### TASK TO COMPLETE
Locate the word "sheep" in the material, then show every line that holds it.

### SUPPLIED RECORDS
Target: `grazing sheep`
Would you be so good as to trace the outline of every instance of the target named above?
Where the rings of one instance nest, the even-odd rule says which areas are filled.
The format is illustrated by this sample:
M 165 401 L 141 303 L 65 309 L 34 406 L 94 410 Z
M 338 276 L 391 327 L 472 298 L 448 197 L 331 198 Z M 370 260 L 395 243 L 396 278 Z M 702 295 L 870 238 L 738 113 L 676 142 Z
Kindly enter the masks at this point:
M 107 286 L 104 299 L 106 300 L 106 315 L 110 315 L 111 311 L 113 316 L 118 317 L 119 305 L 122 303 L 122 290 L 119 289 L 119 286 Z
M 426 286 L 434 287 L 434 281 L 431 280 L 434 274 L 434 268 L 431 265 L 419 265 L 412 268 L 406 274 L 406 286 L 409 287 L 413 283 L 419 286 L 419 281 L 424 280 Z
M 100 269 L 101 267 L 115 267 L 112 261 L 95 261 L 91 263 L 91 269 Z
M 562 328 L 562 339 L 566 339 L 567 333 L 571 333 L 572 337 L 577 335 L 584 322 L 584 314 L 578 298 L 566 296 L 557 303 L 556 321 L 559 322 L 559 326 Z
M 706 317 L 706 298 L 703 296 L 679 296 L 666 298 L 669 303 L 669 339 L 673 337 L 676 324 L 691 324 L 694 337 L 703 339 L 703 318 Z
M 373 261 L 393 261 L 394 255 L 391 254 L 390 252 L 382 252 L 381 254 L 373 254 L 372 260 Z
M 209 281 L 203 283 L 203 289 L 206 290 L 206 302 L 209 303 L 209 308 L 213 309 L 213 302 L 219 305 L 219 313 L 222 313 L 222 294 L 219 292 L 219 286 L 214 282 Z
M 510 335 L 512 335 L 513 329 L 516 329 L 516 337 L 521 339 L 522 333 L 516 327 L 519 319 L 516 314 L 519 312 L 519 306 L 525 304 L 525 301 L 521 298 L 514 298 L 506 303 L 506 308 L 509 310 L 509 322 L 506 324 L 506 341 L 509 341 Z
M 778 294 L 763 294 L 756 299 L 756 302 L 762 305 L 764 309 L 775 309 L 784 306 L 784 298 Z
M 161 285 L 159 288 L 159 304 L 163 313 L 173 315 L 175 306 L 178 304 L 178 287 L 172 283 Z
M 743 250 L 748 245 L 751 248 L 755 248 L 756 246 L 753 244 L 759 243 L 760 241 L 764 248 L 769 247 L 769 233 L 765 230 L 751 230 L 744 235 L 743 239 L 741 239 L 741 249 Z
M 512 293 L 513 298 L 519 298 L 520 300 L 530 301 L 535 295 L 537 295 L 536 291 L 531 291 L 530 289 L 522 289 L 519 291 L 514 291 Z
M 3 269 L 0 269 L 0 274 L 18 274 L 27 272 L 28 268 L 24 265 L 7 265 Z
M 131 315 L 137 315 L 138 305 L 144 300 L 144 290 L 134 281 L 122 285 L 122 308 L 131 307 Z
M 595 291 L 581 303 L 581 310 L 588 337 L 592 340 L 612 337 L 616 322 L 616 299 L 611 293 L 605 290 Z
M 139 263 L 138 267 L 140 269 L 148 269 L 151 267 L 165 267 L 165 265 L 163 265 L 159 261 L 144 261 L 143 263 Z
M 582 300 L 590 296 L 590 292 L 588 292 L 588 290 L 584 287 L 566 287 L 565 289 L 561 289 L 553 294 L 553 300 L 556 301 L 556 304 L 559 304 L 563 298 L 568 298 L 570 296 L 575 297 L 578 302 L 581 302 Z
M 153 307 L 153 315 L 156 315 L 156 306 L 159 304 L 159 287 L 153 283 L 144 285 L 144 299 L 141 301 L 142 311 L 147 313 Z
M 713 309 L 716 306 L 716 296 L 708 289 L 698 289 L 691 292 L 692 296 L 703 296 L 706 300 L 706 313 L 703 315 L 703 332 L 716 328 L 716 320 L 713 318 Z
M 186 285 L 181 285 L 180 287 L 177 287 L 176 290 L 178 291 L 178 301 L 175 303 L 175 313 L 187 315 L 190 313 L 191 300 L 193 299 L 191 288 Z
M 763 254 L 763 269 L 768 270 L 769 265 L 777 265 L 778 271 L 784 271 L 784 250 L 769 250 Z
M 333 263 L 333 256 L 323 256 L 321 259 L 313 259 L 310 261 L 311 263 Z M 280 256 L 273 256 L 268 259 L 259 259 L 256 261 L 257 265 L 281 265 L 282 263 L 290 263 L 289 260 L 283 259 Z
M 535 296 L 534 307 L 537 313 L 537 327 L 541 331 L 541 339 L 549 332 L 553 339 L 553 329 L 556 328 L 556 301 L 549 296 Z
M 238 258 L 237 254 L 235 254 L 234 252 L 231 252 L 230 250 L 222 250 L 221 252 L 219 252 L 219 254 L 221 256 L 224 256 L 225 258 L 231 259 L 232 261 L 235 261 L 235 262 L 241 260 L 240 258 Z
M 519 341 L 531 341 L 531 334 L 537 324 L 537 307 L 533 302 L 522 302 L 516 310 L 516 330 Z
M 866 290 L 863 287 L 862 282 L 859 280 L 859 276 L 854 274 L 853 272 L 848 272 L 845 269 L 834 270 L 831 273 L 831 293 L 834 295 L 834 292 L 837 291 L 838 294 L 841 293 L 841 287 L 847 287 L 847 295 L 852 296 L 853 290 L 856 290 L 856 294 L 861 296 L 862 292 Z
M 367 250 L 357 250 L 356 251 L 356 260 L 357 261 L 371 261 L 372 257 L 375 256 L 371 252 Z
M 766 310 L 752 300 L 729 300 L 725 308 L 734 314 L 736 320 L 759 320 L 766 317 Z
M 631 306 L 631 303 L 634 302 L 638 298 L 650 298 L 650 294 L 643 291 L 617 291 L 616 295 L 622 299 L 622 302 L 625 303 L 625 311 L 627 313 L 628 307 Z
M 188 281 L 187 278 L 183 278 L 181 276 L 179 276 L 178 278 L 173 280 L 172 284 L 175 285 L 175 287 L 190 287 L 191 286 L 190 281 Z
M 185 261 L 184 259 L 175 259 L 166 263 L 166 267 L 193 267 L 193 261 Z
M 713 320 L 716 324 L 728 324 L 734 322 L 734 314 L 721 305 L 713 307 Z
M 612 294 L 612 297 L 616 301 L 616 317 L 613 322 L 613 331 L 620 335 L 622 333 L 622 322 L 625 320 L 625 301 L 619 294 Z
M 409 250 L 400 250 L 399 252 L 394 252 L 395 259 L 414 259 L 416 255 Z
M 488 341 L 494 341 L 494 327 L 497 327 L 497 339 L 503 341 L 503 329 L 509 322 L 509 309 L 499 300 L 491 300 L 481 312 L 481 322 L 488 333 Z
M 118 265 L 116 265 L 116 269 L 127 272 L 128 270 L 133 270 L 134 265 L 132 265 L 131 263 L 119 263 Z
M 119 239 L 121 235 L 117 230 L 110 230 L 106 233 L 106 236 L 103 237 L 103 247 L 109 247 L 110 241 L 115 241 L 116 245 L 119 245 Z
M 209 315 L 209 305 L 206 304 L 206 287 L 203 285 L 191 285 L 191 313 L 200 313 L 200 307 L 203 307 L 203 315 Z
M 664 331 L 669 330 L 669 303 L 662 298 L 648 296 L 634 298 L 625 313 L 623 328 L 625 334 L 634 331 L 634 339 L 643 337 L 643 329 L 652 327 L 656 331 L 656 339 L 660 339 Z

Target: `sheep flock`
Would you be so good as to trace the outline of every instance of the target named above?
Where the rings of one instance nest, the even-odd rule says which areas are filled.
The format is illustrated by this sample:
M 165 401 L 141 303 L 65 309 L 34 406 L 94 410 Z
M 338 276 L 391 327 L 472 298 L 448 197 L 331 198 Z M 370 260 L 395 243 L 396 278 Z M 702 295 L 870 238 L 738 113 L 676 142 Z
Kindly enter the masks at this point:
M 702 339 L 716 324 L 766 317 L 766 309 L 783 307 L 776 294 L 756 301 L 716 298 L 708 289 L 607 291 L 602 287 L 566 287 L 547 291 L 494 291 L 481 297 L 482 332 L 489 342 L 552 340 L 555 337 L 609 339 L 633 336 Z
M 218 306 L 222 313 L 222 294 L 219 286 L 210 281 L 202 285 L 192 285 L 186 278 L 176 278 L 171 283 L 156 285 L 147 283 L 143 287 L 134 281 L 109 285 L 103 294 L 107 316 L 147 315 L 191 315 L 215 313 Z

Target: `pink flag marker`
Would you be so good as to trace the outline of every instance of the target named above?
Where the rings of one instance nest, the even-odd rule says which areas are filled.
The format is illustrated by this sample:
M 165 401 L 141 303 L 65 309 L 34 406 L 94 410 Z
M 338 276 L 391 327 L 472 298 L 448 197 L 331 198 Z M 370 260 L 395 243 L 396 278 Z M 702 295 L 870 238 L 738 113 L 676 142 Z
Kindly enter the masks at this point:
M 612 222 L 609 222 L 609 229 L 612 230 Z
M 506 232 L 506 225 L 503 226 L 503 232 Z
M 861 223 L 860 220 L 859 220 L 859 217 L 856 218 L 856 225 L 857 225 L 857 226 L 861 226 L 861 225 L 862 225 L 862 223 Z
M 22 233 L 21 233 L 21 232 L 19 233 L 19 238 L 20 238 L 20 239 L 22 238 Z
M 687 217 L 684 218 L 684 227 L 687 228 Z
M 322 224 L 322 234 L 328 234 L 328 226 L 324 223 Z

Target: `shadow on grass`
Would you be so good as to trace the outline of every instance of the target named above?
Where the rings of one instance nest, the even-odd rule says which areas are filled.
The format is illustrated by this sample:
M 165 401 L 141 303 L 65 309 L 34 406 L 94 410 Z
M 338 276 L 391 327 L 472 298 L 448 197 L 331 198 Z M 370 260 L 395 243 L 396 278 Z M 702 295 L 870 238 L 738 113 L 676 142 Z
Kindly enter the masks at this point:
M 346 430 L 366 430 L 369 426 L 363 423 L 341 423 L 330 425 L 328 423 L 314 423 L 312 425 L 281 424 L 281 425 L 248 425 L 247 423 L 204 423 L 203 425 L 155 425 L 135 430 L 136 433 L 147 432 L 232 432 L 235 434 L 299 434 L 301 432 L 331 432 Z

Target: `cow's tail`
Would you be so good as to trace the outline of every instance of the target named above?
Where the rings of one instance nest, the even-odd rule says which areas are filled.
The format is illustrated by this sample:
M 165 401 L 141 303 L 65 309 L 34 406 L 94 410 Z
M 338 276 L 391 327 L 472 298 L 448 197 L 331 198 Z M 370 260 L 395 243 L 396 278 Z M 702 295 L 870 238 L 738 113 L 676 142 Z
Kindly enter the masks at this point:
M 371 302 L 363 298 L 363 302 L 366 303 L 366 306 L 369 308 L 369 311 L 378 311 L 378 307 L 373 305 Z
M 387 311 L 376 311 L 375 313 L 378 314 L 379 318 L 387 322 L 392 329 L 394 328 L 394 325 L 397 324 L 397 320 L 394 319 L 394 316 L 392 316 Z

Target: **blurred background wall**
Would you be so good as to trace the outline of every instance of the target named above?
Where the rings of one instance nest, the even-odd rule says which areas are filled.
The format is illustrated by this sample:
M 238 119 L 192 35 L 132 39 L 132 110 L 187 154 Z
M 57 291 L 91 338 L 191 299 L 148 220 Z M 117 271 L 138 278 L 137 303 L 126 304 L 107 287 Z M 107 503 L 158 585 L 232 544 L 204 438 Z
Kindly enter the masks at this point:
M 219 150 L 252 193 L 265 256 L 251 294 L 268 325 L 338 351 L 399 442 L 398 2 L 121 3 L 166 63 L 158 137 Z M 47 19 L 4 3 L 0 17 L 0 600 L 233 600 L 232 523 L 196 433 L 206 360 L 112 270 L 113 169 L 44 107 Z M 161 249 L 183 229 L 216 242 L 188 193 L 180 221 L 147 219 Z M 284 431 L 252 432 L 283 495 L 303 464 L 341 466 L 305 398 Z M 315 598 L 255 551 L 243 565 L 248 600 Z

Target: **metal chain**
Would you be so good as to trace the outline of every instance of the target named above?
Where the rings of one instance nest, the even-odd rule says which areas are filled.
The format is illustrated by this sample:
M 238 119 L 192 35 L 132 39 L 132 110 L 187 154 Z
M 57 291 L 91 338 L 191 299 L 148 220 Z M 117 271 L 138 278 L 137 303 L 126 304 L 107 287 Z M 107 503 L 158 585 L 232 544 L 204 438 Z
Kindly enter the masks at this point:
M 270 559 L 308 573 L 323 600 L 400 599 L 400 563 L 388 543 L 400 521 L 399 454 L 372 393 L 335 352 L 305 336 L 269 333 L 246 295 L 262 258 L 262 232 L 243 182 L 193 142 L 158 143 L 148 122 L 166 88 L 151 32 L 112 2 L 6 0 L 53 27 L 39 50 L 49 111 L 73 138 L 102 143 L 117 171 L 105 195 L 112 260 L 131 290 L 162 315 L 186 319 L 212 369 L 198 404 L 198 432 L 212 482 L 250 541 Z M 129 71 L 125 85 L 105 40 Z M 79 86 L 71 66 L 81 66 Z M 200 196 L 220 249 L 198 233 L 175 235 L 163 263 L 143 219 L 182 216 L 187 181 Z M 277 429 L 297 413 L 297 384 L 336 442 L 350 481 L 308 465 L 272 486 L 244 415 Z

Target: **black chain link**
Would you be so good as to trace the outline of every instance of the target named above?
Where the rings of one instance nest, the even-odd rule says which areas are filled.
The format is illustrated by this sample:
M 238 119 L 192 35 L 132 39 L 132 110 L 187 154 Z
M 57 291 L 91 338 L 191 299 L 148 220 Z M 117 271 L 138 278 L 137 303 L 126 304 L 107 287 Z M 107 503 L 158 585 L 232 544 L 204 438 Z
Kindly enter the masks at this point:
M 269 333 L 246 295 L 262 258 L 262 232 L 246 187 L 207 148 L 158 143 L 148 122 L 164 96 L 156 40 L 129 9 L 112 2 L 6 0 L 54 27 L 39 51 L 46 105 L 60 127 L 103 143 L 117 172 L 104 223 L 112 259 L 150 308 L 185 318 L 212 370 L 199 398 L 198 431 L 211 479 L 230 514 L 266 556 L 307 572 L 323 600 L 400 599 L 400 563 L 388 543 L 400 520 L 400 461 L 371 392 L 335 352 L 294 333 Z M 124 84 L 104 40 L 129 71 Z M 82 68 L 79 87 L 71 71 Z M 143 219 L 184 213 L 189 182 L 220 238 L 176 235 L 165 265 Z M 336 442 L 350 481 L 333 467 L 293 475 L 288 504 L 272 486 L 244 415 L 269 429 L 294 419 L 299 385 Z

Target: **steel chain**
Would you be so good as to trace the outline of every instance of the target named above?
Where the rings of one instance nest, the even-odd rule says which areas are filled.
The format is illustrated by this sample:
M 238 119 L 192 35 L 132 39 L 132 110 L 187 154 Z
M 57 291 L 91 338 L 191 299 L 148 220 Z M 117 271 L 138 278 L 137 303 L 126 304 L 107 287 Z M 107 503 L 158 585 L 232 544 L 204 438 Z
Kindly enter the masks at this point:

### EXPECTED ANSWER
Target: `grazing sheep`
Target: `sheep flock`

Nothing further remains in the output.